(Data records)
BEGIN
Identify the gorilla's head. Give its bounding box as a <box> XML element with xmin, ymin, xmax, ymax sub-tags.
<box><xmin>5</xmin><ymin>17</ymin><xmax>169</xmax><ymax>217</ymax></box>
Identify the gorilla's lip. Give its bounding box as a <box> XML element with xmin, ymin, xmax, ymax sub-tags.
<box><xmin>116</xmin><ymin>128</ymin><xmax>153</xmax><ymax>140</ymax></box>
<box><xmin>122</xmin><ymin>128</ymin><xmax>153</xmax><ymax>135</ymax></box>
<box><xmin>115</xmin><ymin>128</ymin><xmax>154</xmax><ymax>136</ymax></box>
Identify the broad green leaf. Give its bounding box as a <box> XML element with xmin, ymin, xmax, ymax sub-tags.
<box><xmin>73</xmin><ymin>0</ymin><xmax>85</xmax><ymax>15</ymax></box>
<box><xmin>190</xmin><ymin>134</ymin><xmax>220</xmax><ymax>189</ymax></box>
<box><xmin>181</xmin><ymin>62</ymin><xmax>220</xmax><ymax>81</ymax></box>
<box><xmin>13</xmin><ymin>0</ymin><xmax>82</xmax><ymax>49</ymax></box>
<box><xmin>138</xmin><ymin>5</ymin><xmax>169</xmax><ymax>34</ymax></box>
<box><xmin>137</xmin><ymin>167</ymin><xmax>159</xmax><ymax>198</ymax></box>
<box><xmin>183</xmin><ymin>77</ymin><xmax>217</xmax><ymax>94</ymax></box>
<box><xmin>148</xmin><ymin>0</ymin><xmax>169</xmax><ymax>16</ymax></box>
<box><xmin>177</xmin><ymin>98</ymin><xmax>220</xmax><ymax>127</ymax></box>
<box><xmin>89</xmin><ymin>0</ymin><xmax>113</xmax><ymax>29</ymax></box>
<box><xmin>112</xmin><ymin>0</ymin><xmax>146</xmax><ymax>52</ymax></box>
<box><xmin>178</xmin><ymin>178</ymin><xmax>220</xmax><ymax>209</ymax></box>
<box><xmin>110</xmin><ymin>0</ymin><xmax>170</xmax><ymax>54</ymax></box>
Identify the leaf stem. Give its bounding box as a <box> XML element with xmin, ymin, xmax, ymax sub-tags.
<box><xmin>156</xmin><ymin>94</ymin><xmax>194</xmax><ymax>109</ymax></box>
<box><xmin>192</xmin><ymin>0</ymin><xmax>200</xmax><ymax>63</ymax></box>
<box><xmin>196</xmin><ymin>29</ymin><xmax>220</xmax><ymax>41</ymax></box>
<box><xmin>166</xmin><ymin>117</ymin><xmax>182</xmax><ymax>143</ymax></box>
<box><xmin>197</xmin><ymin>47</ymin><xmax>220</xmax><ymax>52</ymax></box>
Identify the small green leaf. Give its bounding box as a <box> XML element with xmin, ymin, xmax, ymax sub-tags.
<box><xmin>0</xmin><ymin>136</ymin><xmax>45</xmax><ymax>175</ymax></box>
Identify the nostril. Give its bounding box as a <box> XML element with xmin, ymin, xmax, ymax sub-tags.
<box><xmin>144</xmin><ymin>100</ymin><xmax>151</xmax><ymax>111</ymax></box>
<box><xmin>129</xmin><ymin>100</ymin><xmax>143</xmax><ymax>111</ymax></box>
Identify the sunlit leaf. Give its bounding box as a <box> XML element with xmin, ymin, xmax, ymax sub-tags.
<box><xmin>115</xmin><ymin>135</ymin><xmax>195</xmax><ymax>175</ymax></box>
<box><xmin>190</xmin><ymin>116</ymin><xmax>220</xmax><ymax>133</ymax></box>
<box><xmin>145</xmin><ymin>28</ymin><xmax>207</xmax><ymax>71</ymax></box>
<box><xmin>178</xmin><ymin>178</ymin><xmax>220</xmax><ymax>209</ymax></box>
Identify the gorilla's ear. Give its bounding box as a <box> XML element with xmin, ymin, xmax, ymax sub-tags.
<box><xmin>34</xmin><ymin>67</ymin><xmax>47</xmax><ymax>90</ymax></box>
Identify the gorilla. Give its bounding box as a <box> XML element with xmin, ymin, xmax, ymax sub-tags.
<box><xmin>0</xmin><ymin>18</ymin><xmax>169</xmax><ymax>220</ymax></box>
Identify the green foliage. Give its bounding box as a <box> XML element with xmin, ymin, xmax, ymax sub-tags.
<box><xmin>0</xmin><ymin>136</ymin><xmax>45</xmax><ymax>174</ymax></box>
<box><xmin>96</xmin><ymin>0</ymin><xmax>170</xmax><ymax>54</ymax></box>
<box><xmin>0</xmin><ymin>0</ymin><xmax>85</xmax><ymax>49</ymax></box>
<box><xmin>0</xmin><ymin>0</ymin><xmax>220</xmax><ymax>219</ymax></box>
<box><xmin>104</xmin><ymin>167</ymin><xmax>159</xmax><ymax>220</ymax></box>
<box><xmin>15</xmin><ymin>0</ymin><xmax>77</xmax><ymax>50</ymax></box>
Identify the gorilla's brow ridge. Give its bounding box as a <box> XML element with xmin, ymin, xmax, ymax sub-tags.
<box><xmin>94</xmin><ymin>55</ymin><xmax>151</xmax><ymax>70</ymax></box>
END
▸ **TASK OBJECTIVE**
Write out the data exactly as it stands.

▸ **WRITTEN ANSWER**
Identify the gorilla's head. Give its bounding box as a <box> XML element with xmin, ymin, xmax, ymax sub-tags.
<box><xmin>5</xmin><ymin>17</ymin><xmax>169</xmax><ymax>217</ymax></box>
Identify the gorilla's lip. Give its bounding box as a <box> XML element with xmin, ymin, xmax, ymax sub-tags.
<box><xmin>116</xmin><ymin>128</ymin><xmax>153</xmax><ymax>140</ymax></box>
<box><xmin>122</xmin><ymin>128</ymin><xmax>153</xmax><ymax>135</ymax></box>
<box><xmin>115</xmin><ymin>128</ymin><xmax>154</xmax><ymax>136</ymax></box>
Identify the broad green leaf. Give its bounding box as a <box> XML element with xmin, ymin, xmax, ymax sub-tags.
<box><xmin>73</xmin><ymin>0</ymin><xmax>85</xmax><ymax>15</ymax></box>
<box><xmin>190</xmin><ymin>134</ymin><xmax>220</xmax><ymax>189</ymax></box>
<box><xmin>181</xmin><ymin>62</ymin><xmax>220</xmax><ymax>81</ymax></box>
<box><xmin>13</xmin><ymin>0</ymin><xmax>82</xmax><ymax>49</ymax></box>
<box><xmin>138</xmin><ymin>5</ymin><xmax>169</xmax><ymax>34</ymax></box>
<box><xmin>137</xmin><ymin>167</ymin><xmax>159</xmax><ymax>198</ymax></box>
<box><xmin>183</xmin><ymin>77</ymin><xmax>217</xmax><ymax>94</ymax></box>
<box><xmin>148</xmin><ymin>0</ymin><xmax>169</xmax><ymax>16</ymax></box>
<box><xmin>177</xmin><ymin>98</ymin><xmax>220</xmax><ymax>127</ymax></box>
<box><xmin>89</xmin><ymin>0</ymin><xmax>113</xmax><ymax>29</ymax></box>
<box><xmin>112</xmin><ymin>0</ymin><xmax>146</xmax><ymax>52</ymax></box>
<box><xmin>178</xmin><ymin>178</ymin><xmax>220</xmax><ymax>209</ymax></box>
<box><xmin>110</xmin><ymin>0</ymin><xmax>170</xmax><ymax>54</ymax></box>
Identify the leaf stem. Give its bounding box as a <box> XML element with xmin, ymin, xmax, ymax sub-tags.
<box><xmin>156</xmin><ymin>94</ymin><xmax>194</xmax><ymax>109</ymax></box>
<box><xmin>192</xmin><ymin>0</ymin><xmax>200</xmax><ymax>63</ymax></box>
<box><xmin>196</xmin><ymin>29</ymin><xmax>220</xmax><ymax>41</ymax></box>
<box><xmin>166</xmin><ymin>117</ymin><xmax>182</xmax><ymax>143</ymax></box>
<box><xmin>197</xmin><ymin>47</ymin><xmax>220</xmax><ymax>52</ymax></box>
Identify the small green leaf. Give its bounding box as a <box> XML element with xmin, ymin, xmax, ymax sub-tags.
<box><xmin>0</xmin><ymin>136</ymin><xmax>45</xmax><ymax>175</ymax></box>
Identify the nostril. Give its bounding box as a <box> XML element with xmin, ymin, xmax, ymax sub-tags.
<box><xmin>144</xmin><ymin>100</ymin><xmax>151</xmax><ymax>111</ymax></box>
<box><xmin>129</xmin><ymin>100</ymin><xmax>143</xmax><ymax>111</ymax></box>
Identify the sunlit leaf. Give its bounding box as a <box> XML element with xmin, ymin, xmax, ymax sub-tags.
<box><xmin>115</xmin><ymin>135</ymin><xmax>195</xmax><ymax>175</ymax></box>
<box><xmin>190</xmin><ymin>116</ymin><xmax>220</xmax><ymax>133</ymax></box>
<box><xmin>145</xmin><ymin>28</ymin><xmax>207</xmax><ymax>71</ymax></box>
<box><xmin>178</xmin><ymin>178</ymin><xmax>220</xmax><ymax>209</ymax></box>
Identify the gorilla's ear. Give its bounding box as a <box> XML element with xmin, ymin, xmax, ymax sub-tags.
<box><xmin>34</xmin><ymin>67</ymin><xmax>47</xmax><ymax>90</ymax></box>
Identify the gorilla. Give its bounding box as a <box> XML element with xmin, ymin, xmax, ymax sub-tags.
<box><xmin>0</xmin><ymin>18</ymin><xmax>169</xmax><ymax>220</ymax></box>
Identify the green foliage. Give its bounding box as a <box> XML element with xmin, ymin, xmax, ymax sub-tags.
<box><xmin>0</xmin><ymin>136</ymin><xmax>45</xmax><ymax>174</ymax></box>
<box><xmin>96</xmin><ymin>0</ymin><xmax>170</xmax><ymax>54</ymax></box>
<box><xmin>0</xmin><ymin>0</ymin><xmax>85</xmax><ymax>49</ymax></box>
<box><xmin>0</xmin><ymin>0</ymin><xmax>220</xmax><ymax>219</ymax></box>
<box><xmin>104</xmin><ymin>167</ymin><xmax>159</xmax><ymax>220</ymax></box>
<box><xmin>15</xmin><ymin>0</ymin><xmax>77</xmax><ymax>50</ymax></box>
Identify the gorilla's brow ridge. Give its bounding box as a <box> XML element with xmin, ymin, xmax, ymax sub-tags.
<box><xmin>94</xmin><ymin>55</ymin><xmax>151</xmax><ymax>70</ymax></box>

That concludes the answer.